June, 14, 2023, Karlsruhe--カールスルーエ工科大学(KIT)で開発されたプロセスは、直接半導体チップにプリントできるナノメートルの微細石英ガラス構造体を作る。ハイブリッド有機ー無機ポリマレジンは、二酸化ケイ素の3Dプリンティング出発材として役立つ。そのプロセスは、焼結を必要としないので必要な温度は著しく低い。同時に、高分解能が可視光のナノフォトニクスを可能にする。チームは、Scienceに成果を発表した。
☆ ☆ ☆
--- 課題 a ---
読解文に出てくる、アルファベットだけで綴られた語をすべて挙げてください。
この後に続く行は、読解文の内容とは関係がありません。
☆ ☆ ☆
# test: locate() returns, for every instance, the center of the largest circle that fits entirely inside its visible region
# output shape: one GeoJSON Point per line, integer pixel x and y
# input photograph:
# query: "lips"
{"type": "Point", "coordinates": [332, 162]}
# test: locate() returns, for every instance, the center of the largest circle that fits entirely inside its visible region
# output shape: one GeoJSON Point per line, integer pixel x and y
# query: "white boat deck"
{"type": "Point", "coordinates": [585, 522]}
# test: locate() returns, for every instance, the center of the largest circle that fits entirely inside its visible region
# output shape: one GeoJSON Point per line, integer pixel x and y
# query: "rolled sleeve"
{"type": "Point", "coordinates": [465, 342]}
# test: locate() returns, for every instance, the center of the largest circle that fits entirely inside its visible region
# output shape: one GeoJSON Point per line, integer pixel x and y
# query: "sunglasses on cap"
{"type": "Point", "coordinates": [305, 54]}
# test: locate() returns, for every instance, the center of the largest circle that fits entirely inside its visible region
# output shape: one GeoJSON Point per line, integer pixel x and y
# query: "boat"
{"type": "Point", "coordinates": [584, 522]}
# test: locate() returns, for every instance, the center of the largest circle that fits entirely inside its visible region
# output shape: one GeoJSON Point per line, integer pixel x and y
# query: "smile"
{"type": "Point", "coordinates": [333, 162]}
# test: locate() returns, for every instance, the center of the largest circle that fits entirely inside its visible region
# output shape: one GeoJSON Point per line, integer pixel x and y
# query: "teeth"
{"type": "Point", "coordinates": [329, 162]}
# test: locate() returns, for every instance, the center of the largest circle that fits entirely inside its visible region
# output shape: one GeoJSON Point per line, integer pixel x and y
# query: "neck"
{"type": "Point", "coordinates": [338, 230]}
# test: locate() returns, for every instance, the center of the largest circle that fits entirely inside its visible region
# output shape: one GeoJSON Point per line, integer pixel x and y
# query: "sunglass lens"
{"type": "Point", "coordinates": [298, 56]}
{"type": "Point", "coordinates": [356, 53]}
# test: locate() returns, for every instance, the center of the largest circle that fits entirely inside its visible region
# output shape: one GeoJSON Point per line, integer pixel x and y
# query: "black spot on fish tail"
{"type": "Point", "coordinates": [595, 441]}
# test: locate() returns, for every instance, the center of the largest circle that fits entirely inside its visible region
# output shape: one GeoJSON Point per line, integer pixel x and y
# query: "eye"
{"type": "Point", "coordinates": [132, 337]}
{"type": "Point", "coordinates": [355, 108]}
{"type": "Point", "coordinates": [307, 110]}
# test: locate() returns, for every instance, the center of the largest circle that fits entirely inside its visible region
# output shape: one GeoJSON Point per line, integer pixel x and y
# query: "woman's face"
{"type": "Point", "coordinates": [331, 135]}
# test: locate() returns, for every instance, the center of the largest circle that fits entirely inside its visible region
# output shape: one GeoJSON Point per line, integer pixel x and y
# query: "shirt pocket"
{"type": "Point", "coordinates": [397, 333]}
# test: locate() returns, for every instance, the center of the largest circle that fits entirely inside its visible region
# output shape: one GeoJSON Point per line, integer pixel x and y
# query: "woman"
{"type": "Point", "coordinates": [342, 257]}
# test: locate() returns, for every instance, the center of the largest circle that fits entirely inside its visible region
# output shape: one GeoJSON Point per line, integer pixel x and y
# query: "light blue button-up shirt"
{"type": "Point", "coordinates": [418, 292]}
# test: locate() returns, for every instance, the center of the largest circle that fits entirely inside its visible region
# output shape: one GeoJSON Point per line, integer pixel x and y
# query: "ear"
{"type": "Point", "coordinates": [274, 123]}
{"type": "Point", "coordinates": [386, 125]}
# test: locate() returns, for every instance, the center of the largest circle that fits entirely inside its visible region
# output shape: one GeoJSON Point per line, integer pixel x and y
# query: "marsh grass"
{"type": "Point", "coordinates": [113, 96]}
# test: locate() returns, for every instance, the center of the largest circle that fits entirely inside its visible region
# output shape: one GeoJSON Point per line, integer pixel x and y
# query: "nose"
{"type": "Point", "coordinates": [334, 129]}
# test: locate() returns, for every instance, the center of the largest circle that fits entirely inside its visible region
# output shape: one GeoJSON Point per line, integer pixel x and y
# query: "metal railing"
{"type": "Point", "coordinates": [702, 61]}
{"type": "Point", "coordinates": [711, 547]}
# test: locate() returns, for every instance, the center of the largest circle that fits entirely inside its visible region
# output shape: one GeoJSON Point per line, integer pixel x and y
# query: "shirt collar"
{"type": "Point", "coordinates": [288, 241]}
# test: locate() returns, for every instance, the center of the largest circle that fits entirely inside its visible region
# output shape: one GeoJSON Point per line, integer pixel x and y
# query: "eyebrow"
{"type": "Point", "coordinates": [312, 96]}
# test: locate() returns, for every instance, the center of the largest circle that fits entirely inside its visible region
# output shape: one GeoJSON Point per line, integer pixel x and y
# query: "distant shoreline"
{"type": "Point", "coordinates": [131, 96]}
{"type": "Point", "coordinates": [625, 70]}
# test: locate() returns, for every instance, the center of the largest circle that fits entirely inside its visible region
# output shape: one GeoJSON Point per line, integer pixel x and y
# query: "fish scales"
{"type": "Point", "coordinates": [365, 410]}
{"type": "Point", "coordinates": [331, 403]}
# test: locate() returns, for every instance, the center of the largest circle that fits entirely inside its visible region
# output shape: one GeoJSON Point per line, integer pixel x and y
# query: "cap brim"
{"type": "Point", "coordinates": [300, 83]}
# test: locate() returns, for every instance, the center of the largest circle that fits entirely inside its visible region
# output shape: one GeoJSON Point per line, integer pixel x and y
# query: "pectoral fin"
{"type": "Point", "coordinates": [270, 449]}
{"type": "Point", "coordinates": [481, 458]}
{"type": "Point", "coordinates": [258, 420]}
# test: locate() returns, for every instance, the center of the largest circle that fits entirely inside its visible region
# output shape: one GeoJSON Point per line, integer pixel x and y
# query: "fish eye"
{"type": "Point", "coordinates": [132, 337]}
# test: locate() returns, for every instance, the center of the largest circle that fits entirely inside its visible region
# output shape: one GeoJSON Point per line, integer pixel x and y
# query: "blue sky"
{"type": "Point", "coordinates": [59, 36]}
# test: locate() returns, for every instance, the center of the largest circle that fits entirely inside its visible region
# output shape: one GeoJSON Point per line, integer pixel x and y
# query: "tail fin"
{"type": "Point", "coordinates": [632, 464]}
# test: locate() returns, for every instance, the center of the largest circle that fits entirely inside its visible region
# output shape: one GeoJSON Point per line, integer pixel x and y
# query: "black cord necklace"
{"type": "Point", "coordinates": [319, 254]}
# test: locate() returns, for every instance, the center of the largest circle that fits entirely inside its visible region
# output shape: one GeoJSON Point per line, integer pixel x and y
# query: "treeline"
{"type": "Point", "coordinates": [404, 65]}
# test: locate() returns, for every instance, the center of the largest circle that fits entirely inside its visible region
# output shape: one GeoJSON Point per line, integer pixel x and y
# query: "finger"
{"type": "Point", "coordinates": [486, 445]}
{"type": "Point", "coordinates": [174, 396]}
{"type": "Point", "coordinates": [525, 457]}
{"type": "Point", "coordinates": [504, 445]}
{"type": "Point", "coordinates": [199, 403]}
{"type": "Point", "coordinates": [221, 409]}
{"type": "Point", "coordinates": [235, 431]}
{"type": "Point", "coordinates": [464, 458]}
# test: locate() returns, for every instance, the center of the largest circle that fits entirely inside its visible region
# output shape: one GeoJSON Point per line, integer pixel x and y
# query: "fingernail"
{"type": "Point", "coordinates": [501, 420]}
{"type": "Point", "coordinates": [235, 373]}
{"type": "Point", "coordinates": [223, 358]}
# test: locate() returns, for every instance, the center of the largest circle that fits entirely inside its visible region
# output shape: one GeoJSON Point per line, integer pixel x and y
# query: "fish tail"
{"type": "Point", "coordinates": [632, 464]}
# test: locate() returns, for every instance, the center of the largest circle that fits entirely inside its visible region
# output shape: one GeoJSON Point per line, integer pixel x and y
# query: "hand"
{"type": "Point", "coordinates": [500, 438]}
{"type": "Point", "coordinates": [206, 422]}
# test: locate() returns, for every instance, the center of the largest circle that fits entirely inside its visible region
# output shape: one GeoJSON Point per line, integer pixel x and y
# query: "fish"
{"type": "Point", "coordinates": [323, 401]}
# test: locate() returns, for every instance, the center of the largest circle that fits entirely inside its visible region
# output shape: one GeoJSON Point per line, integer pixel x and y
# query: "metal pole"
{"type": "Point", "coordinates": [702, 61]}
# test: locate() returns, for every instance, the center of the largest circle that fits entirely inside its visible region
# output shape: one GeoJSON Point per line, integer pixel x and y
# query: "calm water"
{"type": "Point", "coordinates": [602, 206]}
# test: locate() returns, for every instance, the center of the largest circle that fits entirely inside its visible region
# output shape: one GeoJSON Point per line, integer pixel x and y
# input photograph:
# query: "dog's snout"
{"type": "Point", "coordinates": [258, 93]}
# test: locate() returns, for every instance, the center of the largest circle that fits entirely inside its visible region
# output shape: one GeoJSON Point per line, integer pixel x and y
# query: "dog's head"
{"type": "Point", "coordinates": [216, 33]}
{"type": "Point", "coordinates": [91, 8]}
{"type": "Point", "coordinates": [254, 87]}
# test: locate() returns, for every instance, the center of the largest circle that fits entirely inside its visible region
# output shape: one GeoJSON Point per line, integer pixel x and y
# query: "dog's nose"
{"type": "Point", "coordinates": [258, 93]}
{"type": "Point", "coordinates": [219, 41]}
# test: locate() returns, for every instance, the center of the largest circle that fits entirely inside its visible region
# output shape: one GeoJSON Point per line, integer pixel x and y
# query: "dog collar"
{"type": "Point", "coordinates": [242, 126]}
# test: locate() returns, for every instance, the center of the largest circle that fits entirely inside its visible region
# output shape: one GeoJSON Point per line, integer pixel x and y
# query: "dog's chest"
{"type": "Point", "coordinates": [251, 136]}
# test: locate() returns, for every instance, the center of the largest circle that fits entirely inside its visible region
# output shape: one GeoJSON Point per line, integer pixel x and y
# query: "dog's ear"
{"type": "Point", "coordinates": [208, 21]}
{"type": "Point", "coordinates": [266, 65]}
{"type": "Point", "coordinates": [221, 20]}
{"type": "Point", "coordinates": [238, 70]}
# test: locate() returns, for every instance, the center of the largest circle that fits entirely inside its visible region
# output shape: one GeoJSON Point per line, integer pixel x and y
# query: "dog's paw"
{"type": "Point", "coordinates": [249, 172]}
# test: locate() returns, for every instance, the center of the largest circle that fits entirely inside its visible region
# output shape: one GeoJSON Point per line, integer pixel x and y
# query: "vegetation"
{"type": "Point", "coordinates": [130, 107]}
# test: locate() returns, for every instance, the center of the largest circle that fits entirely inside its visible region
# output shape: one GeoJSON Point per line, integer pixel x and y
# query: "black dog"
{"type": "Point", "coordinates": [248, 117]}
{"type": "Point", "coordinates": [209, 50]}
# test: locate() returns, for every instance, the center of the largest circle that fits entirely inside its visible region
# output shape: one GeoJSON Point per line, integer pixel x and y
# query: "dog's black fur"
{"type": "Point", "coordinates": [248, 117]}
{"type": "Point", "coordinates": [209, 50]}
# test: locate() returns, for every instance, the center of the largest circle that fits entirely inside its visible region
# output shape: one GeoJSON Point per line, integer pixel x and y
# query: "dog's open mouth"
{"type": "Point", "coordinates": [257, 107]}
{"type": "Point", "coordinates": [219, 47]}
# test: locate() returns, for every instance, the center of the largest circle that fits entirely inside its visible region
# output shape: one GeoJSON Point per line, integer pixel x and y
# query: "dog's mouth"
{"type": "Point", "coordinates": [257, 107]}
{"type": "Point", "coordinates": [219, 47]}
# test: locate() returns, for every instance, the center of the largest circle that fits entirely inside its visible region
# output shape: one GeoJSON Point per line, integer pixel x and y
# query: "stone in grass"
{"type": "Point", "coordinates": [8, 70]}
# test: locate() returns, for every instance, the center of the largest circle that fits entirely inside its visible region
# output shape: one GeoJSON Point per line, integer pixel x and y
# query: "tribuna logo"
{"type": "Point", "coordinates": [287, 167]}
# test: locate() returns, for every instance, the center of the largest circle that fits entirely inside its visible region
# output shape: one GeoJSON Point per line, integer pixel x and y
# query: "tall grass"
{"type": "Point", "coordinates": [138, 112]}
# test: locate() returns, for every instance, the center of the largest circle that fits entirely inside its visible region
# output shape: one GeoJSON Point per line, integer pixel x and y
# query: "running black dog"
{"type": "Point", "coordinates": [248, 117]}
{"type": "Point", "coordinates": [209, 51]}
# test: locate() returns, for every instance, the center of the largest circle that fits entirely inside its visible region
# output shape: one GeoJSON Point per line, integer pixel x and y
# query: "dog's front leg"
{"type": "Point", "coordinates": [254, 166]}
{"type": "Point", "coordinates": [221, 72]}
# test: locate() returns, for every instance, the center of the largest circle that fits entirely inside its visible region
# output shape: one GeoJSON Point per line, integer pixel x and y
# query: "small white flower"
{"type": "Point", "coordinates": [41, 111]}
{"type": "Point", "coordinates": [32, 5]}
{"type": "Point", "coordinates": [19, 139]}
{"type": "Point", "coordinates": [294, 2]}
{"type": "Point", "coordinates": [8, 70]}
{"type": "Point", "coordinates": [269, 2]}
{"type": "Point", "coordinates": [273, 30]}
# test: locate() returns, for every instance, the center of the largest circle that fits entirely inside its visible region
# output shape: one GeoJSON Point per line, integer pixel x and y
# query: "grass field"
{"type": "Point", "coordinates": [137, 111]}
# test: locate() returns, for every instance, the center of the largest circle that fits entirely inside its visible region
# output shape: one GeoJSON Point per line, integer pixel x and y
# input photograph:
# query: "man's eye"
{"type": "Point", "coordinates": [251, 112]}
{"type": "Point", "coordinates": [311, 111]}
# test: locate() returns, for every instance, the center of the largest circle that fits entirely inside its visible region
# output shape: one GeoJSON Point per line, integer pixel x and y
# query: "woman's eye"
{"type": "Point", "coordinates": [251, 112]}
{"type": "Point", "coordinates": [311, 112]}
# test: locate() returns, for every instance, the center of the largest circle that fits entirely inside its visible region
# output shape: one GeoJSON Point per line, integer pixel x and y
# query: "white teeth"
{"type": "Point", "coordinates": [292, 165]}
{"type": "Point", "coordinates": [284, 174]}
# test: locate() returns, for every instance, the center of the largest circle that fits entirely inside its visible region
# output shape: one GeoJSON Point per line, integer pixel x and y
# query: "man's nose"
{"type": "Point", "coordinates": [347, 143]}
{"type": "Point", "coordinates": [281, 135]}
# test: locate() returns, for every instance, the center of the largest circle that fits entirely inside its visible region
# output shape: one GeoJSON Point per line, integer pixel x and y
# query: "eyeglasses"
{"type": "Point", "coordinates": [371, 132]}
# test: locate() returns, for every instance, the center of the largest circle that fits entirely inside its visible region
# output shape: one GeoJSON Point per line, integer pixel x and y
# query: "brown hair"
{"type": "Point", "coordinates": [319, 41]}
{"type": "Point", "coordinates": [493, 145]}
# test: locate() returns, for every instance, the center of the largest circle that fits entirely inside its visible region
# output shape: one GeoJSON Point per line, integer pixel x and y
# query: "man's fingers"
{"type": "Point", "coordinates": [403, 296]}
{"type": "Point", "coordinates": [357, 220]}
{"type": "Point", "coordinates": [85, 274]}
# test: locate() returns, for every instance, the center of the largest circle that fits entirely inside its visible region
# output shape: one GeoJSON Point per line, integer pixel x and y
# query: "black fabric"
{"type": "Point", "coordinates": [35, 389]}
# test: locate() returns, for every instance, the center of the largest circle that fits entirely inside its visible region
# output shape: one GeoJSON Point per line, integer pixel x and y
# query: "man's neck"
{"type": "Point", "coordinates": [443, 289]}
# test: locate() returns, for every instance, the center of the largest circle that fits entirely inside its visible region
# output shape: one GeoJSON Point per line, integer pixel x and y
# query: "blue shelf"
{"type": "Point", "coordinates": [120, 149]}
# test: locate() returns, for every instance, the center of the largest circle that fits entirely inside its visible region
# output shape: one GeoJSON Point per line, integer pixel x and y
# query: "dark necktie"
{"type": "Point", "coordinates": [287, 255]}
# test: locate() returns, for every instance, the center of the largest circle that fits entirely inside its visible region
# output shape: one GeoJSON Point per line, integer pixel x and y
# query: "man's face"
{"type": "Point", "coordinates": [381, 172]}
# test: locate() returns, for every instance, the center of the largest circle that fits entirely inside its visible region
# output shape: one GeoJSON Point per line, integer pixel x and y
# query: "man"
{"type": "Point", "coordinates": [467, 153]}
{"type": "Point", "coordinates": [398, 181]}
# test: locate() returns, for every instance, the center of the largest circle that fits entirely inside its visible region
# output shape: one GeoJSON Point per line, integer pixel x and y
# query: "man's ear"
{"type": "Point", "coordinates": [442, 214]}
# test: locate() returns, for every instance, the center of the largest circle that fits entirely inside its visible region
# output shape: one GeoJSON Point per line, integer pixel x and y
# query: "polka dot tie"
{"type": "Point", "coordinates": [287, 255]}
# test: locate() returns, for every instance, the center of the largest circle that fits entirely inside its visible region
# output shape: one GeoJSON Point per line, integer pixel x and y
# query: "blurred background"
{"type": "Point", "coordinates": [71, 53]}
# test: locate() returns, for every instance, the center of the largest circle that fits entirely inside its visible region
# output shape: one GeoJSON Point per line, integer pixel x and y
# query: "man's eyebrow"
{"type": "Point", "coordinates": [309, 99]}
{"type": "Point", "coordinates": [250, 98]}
☆ ☆ ☆
--- 課題 b ---
資料の行のうち、文字列「woman」を含む行をすべて返してください。大文字と小文字は区別します。

--- 解答 a ---
June、Karlsruhe、KIT、Science

--- 解答 b ---
# query: "woman's face"
# query: "woman"
# query: "woman's eye"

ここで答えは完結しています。